• Stated problem
Identify every line in the listing below that contains the string "Query", and copy each of those lines.

• Data shown

----

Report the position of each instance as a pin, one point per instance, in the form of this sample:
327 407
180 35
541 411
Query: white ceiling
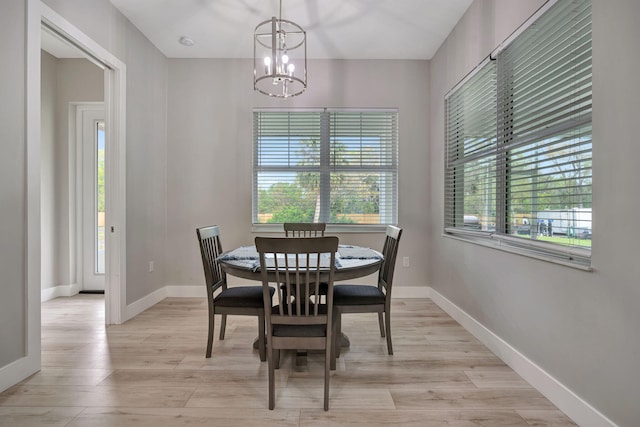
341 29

----

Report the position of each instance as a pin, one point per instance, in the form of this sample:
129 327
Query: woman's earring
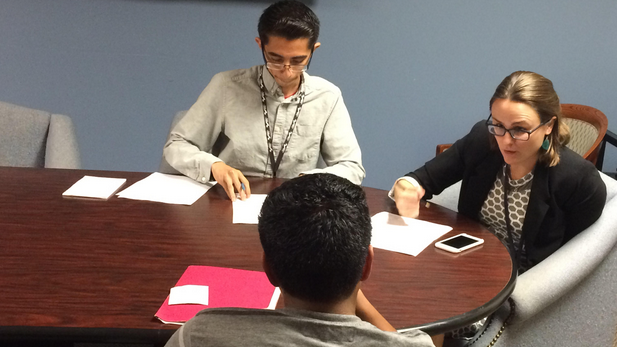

----

• Solution
Query: white ceiling
Query: woman's earring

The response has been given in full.